• **WHAT NEEDS TO BE DONE**: Please render every line of the material below as a Markdown table with the columns "Row" and "Line", numbering the rows and skipping blank lines. Leave the pictures out of the answer.

• **SUPPLIED MATERIAL**:
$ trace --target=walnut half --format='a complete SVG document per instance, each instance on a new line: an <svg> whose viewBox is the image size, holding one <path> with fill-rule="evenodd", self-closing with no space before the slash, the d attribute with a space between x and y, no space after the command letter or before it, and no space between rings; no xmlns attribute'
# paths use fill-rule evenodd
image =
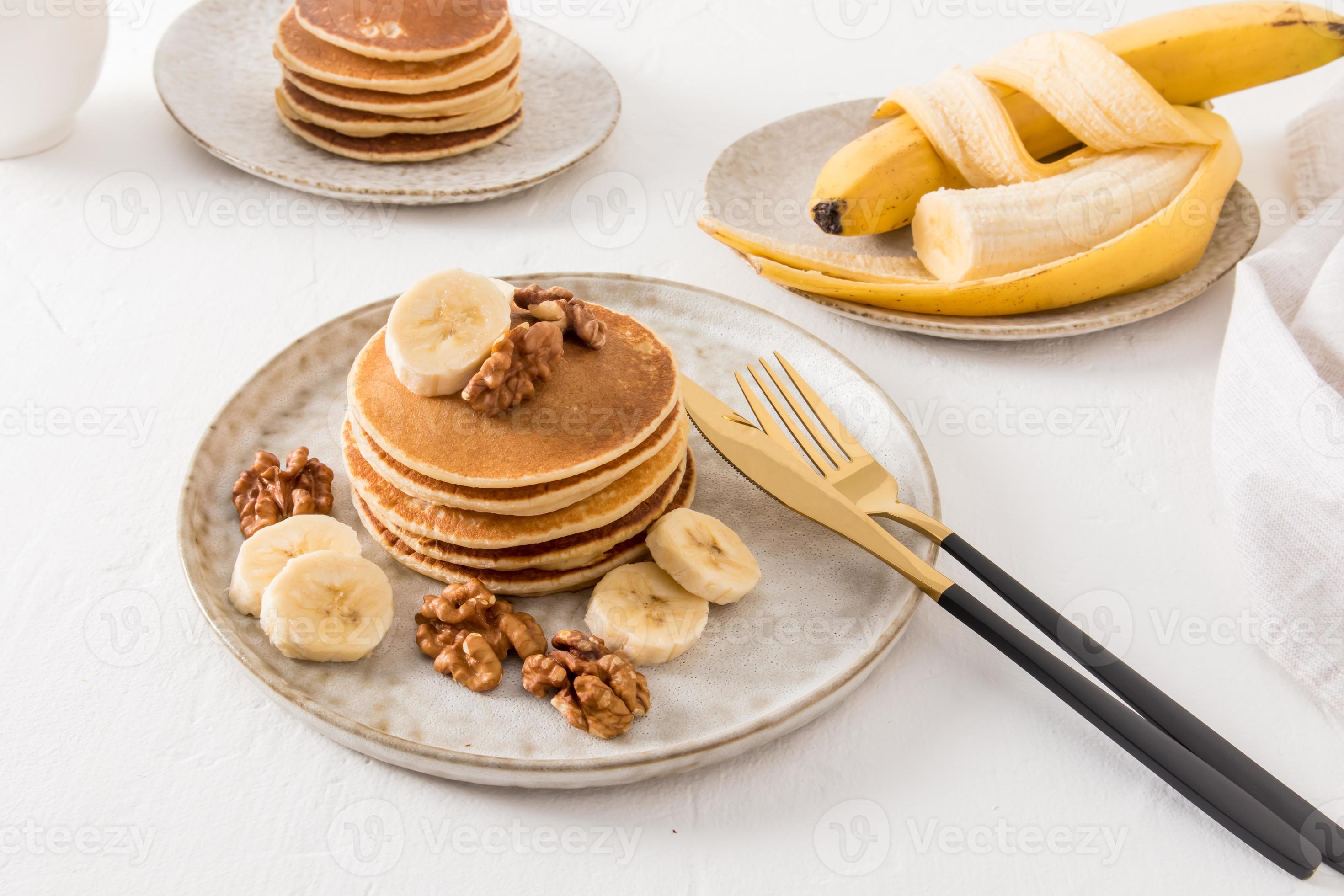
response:
<svg viewBox="0 0 1344 896"><path fill-rule="evenodd" d="M563 286L542 289L536 283L513 290L513 304L526 308L539 321L551 321L573 332L589 348L606 344L606 324L593 316L583 300Z"/></svg>
<svg viewBox="0 0 1344 896"><path fill-rule="evenodd" d="M332 469L308 457L306 447L297 447L285 458L270 451L257 451L253 465L234 482L234 509L245 539L267 525L304 513L331 513Z"/></svg>
<svg viewBox="0 0 1344 896"><path fill-rule="evenodd" d="M535 697L555 690L551 705L573 727L602 739L624 735L649 711L649 682L624 652L602 638L566 629L551 638L556 649L523 662L523 688Z"/></svg>
<svg viewBox="0 0 1344 896"><path fill-rule="evenodd" d="M496 600L478 579L425 595L415 623L415 643L434 657L434 670L476 692L499 686L511 649L524 660L546 650L536 619Z"/></svg>
<svg viewBox="0 0 1344 896"><path fill-rule="evenodd" d="M551 379L551 365L564 353L564 333L555 324L519 324L491 347L491 356L462 390L462 399L495 416L536 395L536 383Z"/></svg>

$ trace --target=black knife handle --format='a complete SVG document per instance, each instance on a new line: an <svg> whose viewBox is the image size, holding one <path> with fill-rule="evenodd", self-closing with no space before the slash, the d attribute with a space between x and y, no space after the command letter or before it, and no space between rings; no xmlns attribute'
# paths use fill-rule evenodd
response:
<svg viewBox="0 0 1344 896"><path fill-rule="evenodd" d="M1301 832L1321 852L1328 865L1344 872L1344 830L1324 813L1023 587L960 535L945 537L942 547L1136 712Z"/></svg>
<svg viewBox="0 0 1344 896"><path fill-rule="evenodd" d="M1063 660L1008 625L965 588L953 584L938 598L938 606L1025 669L1125 752L1255 852L1302 880L1320 865L1320 850L1294 827Z"/></svg>

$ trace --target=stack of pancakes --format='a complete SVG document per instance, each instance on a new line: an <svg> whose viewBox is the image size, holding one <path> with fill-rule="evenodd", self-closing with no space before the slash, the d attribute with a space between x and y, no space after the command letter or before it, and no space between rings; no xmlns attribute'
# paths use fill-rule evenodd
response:
<svg viewBox="0 0 1344 896"><path fill-rule="evenodd" d="M519 46L507 0L296 0L276 35L276 107L339 156L457 156L523 121Z"/></svg>
<svg viewBox="0 0 1344 896"><path fill-rule="evenodd" d="M644 533L695 496L672 351L589 305L606 344L566 343L536 395L499 416L410 392L384 332L360 351L341 431L359 517L399 563L507 595L587 587L641 559Z"/></svg>

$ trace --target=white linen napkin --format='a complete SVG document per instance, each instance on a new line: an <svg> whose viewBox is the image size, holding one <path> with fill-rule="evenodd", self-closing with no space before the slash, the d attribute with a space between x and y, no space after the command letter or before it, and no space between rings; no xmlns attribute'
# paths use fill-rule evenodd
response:
<svg viewBox="0 0 1344 896"><path fill-rule="evenodd" d="M1306 216L1236 267L1214 470L1258 643L1344 715L1344 82L1289 146Z"/></svg>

• **CORRECT RESPONSE**:
| Row | Line |
|---|---|
| 1 | $ trace --target=walnut half --format='a complete SVG document per instance, each instance on a new line: an <svg> whose viewBox is the image size, holding one <path> with fill-rule="evenodd", self-closing with no space before the slash, the d attribute with a space between x and y, no space after the command letter or before it, and no space between rings; no xmlns attribute' |
| 2 | # paths use fill-rule evenodd |
| 3 | image = |
| 4 | response: |
| 5 | <svg viewBox="0 0 1344 896"><path fill-rule="evenodd" d="M563 286L542 289L536 283L513 290L513 304L526 308L539 321L551 321L573 332L589 348L606 344L606 324L593 316L583 300Z"/></svg> |
| 6 | <svg viewBox="0 0 1344 896"><path fill-rule="evenodd" d="M332 469L308 457L306 447L297 447L285 458L270 451L257 451L253 465L234 482L234 509L245 539L267 525L304 513L331 513Z"/></svg> |
| 7 | <svg viewBox="0 0 1344 896"><path fill-rule="evenodd" d="M535 697L555 690L551 705L573 727L602 739L624 735L649 711L649 682L624 652L602 638L566 629L551 638L556 649L523 662L523 688Z"/></svg> |
| 8 | <svg viewBox="0 0 1344 896"><path fill-rule="evenodd" d="M496 600L478 579L425 595L415 623L415 643L434 657L434 670L476 692L499 686L511 649L524 660L546 650L536 619Z"/></svg> |
| 9 | <svg viewBox="0 0 1344 896"><path fill-rule="evenodd" d="M551 379L551 365L564 353L564 333L555 324L519 324L491 347L491 356L462 390L462 399L495 416L536 395L536 383Z"/></svg> |
| 10 | $ trace --target=black knife handle --format='a complete SVG document per instance, each instance on a new line: an <svg> whose viewBox is the image size, holding one <path> with fill-rule="evenodd", self-closing with no space before the slash, the d attribute with a space between x and y, no space after the command letter or before it, and no space between rings; no xmlns attribute' |
| 11 | # paths use fill-rule evenodd |
| 12 | response: |
| 13 | <svg viewBox="0 0 1344 896"><path fill-rule="evenodd" d="M1301 832L1321 852L1328 865L1344 872L1344 830L1324 813L1023 587L960 535L945 537L942 547L1136 712Z"/></svg> |
| 14 | <svg viewBox="0 0 1344 896"><path fill-rule="evenodd" d="M1063 660L1008 625L965 588L953 584L938 598L938 606L1025 669L1125 752L1255 852L1302 880L1320 865L1320 850L1294 827Z"/></svg> |
| 15 | $ trace --target=stack of pancakes --format='a complete SVG document per instance, each instance on a new line: an <svg> whose viewBox is the image size, holding one <path> with fill-rule="evenodd", self-closing with no space before the slash, the d attribute with a space between x and y, no space after the command letter or before it, and no space between rings; no xmlns attribute' |
| 16 | # paths use fill-rule evenodd |
| 17 | response: |
| 18 | <svg viewBox="0 0 1344 896"><path fill-rule="evenodd" d="M519 46L507 0L296 0L276 35L276 107L339 156L457 156L523 121Z"/></svg> |
| 19 | <svg viewBox="0 0 1344 896"><path fill-rule="evenodd" d="M644 533L695 496L672 351L589 305L606 344L566 343L536 395L499 416L410 392L384 332L360 351L341 431L359 517L399 563L507 595L587 587L641 559Z"/></svg> |
| 20 | $ trace --target=white linen napkin --format='a complete SVG document per instance, each instance on a new line: an <svg> whose viewBox is the image size, holding one <path> with fill-rule="evenodd", self-closing with no space before the slash, the d attribute with a space between x and y, no space after the command letter or before it, and no space between rings; no xmlns attribute' |
| 21 | # paths use fill-rule evenodd |
| 22 | response: |
| 23 | <svg viewBox="0 0 1344 896"><path fill-rule="evenodd" d="M1306 216L1236 267L1214 470L1258 643L1344 715L1344 82L1289 146Z"/></svg> |